WRITTEN EXERCISE
Put the lines of the records into a JSON list of strings, one string per line and no blank lines, starting at the beginning of the records and stopping after the line that contains "Target: dark shoe".

[Stored entries]
▼▼▼

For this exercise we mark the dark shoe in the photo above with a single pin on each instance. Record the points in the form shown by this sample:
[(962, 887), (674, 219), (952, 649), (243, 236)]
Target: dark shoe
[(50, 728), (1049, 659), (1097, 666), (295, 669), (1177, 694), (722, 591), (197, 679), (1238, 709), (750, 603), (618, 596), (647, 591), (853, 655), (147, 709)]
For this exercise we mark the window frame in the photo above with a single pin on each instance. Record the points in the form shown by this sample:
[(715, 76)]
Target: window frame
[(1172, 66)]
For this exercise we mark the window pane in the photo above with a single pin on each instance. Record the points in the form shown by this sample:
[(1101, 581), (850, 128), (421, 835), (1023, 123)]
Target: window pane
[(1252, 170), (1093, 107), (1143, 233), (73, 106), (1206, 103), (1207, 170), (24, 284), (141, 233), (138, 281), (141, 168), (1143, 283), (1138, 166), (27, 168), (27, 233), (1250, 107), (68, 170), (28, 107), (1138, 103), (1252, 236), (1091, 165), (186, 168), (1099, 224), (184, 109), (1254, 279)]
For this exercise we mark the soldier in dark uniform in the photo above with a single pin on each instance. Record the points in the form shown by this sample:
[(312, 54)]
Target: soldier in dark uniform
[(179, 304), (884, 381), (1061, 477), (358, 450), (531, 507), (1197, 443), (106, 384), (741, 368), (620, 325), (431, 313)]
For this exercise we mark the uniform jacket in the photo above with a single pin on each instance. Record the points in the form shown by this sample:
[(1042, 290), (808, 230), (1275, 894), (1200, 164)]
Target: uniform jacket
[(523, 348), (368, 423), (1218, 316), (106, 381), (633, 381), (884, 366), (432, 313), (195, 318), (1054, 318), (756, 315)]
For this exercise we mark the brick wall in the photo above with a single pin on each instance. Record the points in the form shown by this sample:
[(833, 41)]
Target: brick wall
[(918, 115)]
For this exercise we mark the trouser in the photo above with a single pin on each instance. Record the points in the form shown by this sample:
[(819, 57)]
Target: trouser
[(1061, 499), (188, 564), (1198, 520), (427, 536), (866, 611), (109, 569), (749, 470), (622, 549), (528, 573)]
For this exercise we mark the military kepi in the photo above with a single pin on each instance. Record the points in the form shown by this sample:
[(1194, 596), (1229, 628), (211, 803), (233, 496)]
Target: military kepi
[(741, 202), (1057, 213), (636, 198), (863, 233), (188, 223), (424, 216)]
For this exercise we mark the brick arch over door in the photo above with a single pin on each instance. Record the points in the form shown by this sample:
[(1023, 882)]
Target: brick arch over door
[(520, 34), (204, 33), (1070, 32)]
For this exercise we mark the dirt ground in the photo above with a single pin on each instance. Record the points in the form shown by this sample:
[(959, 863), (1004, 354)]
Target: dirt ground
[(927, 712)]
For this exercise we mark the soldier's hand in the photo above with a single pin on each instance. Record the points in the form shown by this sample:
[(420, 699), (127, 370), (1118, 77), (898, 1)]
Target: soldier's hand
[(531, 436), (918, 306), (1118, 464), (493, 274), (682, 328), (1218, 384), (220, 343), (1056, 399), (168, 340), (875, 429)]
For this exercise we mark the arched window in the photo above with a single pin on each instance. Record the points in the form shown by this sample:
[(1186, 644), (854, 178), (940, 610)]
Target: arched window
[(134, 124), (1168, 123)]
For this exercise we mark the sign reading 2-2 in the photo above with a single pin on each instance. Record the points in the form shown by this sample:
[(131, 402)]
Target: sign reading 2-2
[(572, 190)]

▲▲▲

RESPONSE TO THE TASK
[
  "For this exercise we mark the dark shoe in the photo above with a single pin on each instance. Record the points in the form shown by this sample:",
  "[(962, 887), (674, 219), (952, 649), (243, 236)]",
  "Target: dark shoe"
]